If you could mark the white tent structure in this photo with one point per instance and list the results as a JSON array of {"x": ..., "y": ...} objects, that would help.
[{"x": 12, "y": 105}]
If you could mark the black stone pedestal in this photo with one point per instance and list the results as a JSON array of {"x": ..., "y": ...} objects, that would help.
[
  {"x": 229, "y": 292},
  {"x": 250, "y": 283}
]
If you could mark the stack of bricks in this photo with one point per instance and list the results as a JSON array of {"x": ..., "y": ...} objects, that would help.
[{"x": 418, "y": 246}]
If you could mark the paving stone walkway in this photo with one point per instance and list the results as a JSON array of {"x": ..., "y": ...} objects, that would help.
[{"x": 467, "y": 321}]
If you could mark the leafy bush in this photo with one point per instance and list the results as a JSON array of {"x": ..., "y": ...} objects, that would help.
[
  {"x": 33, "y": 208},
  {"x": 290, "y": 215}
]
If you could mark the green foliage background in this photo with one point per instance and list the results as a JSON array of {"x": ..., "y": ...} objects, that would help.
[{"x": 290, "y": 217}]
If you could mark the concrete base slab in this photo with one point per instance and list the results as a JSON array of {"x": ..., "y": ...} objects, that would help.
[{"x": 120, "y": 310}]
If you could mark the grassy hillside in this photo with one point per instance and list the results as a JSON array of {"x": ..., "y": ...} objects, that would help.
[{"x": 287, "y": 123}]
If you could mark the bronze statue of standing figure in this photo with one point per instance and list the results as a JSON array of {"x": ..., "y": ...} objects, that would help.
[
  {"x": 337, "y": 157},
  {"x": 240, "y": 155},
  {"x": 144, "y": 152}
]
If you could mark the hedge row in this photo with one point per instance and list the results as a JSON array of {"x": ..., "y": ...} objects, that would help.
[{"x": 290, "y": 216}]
|---|
• WHAT THE EXERCISE ASKS:
The answer must be the complete listing, repeated exactly.

• RESULT FOR THIS TASK:
If you could mark the white tent structure in this photo with one point per instance and list the results as a JSON array of {"x": ..., "y": ...} objects, that would help.
[{"x": 12, "y": 105}]
If you could mark the black stone pedestal in this photo with one point per instance and list the results as a JSON array of {"x": ..., "y": ...} objects, that would help.
[
  {"x": 229, "y": 292},
  {"x": 250, "y": 283}
]
If you could mark the stack of bricks in this photo with one point per instance and list the results as a JSON array of {"x": ..., "y": ...} objects, that would help.
[{"x": 418, "y": 246}]
If you could mark the paving stone walkway in this photo with one point per instance and list the results as a JSON array of {"x": ..., "y": ...} objects, that would help.
[{"x": 467, "y": 321}]
If you could mark the leafy bush in this photo with one point per instance and list the results as a JSON array of {"x": ..., "y": ...} objects, that would help.
[
  {"x": 33, "y": 208},
  {"x": 290, "y": 215}
]
If you could mark the green foliage background in this photo with one point per instance and list the results as a JSON array of {"x": ..., "y": ...} objects, that would help.
[{"x": 290, "y": 217}]
If you could mark the concrete base slab in this photo with one point per instance and list the results as a JSON array of {"x": ..., "y": ...} objects, that would help.
[{"x": 120, "y": 310}]
If you could mark the grassy hillside in this photo with one point per instance and list the results as a JSON array of {"x": ..., "y": ...} objects, that would help.
[{"x": 287, "y": 123}]
If you could mark the bronze statue of standing figure in this photo with one point per instance and list the results as a JSON array of {"x": ..., "y": ...} objects, that would help.
[
  {"x": 337, "y": 157},
  {"x": 240, "y": 155},
  {"x": 144, "y": 152}
]
If you could mark the hedge row in this photo with one point per instance and list the results as a JSON array of {"x": ..., "y": ...} objects, that would help.
[{"x": 290, "y": 216}]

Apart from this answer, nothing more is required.